• [PROVIDED DATA]:
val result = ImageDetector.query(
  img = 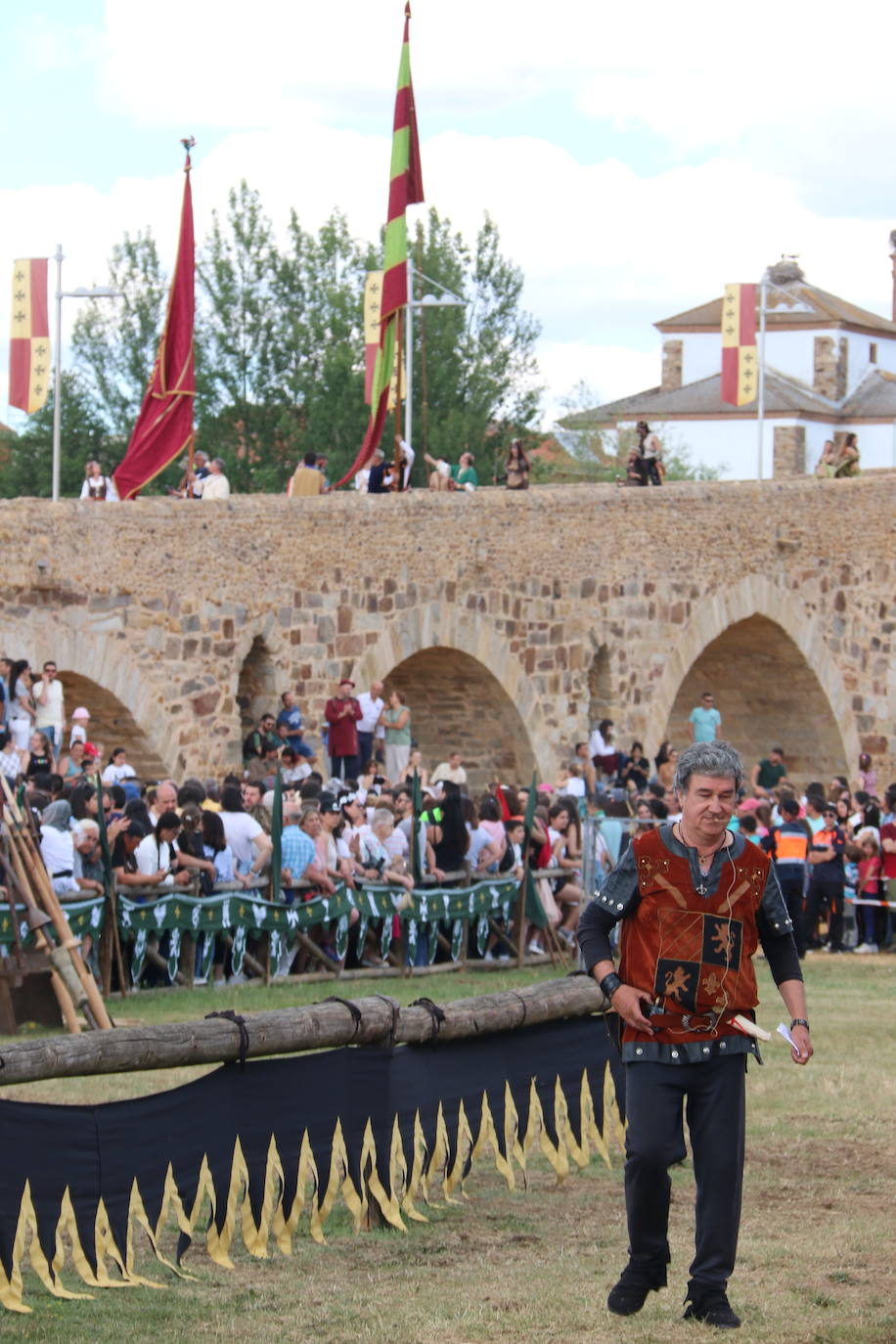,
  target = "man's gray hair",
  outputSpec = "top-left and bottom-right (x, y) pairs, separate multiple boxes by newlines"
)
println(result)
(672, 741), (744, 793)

--

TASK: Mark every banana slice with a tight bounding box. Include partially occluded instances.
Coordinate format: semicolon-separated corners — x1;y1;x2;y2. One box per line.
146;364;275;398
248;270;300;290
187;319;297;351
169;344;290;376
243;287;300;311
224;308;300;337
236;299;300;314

• [TASK DETAILS]: Starting with the line with "TASK: Mark every" and going on through the line with "236;299;300;314", give those rows again with "banana slice" replaced by "apple slice" and everything else unchanged.

• [FULL SOLUTION]:
TASK: Mark every apple slice with a tight bounding box. Include partially occluded instances.
Coordinate format: semicolon-separated corners — x1;y1;x2;y2. One box per line.
146;364;275;398
248;270;300;290
187;319;297;351
169;344;290;376
243;287;300;311
224;308;300;337
236;299;300;314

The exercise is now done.